### PROMPT
Copy the data below, starting with the line that contains "mark every residential" and going on through the line that contains "xmin=15 ymin=90 xmax=145 ymax=129", and add 139 to every number in the box coordinates given as answers.

* * *

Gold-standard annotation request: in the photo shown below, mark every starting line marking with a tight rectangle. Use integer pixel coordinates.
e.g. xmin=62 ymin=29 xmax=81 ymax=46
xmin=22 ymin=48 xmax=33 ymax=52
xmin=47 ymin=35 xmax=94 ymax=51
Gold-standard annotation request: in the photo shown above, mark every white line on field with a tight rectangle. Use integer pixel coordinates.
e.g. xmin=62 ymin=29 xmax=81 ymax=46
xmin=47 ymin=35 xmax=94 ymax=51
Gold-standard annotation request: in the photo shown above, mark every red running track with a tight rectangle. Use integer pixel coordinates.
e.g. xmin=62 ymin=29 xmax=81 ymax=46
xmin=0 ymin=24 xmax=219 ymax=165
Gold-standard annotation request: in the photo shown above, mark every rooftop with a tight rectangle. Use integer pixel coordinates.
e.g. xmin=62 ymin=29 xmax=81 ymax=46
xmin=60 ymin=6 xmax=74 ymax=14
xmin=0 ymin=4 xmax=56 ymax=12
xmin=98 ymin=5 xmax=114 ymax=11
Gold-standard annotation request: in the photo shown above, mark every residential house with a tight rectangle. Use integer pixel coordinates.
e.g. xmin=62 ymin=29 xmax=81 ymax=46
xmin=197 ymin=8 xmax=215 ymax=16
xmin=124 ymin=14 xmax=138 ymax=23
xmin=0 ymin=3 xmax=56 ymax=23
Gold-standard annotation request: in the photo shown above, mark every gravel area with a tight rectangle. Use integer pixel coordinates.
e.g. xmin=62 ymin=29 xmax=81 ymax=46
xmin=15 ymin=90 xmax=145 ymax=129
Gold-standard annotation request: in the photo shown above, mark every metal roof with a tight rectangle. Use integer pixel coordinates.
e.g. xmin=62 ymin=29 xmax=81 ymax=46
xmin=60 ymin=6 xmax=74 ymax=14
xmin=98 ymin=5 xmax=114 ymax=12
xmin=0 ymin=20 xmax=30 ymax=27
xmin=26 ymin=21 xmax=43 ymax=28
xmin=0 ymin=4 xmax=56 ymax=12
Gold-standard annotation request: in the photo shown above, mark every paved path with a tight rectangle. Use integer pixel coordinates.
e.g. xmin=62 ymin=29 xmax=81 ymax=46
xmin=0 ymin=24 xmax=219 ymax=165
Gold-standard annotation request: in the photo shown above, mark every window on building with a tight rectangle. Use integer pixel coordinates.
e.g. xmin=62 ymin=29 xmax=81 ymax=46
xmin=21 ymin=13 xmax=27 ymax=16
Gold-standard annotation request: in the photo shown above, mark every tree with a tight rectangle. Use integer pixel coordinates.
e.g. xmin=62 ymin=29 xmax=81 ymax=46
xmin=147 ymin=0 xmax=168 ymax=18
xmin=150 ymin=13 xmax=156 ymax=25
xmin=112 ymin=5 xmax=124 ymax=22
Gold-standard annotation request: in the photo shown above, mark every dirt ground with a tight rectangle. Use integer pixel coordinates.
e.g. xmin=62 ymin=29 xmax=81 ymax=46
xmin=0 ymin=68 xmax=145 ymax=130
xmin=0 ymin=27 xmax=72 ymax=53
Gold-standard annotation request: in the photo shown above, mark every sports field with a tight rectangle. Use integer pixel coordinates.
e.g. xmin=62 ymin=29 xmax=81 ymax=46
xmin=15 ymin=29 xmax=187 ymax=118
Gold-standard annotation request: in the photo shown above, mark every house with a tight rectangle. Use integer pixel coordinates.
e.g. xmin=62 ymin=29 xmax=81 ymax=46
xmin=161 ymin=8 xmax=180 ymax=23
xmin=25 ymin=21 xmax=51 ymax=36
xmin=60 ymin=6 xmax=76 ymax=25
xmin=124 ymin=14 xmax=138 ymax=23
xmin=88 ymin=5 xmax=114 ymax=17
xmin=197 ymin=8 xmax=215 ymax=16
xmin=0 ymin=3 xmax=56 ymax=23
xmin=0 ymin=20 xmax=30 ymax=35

* * *

### RESULT OF THIS EXERCISE
Gold-standard annotation request: in the photo shown above, mark every residential house with a tight rectangle. Use integer pixel coordinates.
e.g. xmin=62 ymin=29 xmax=81 ymax=46
xmin=336 ymin=147 xmax=354 ymax=155
xmin=263 ymin=153 xmax=277 ymax=162
xmin=139 ymin=142 xmax=195 ymax=162
Gold-standard annotation request: in the photo shown above, mark every gravel area with a tight rectangle. Use integer pixel coordinates.
e.g. xmin=62 ymin=29 xmax=81 ymax=46
xmin=154 ymin=229 xmax=284 ymax=268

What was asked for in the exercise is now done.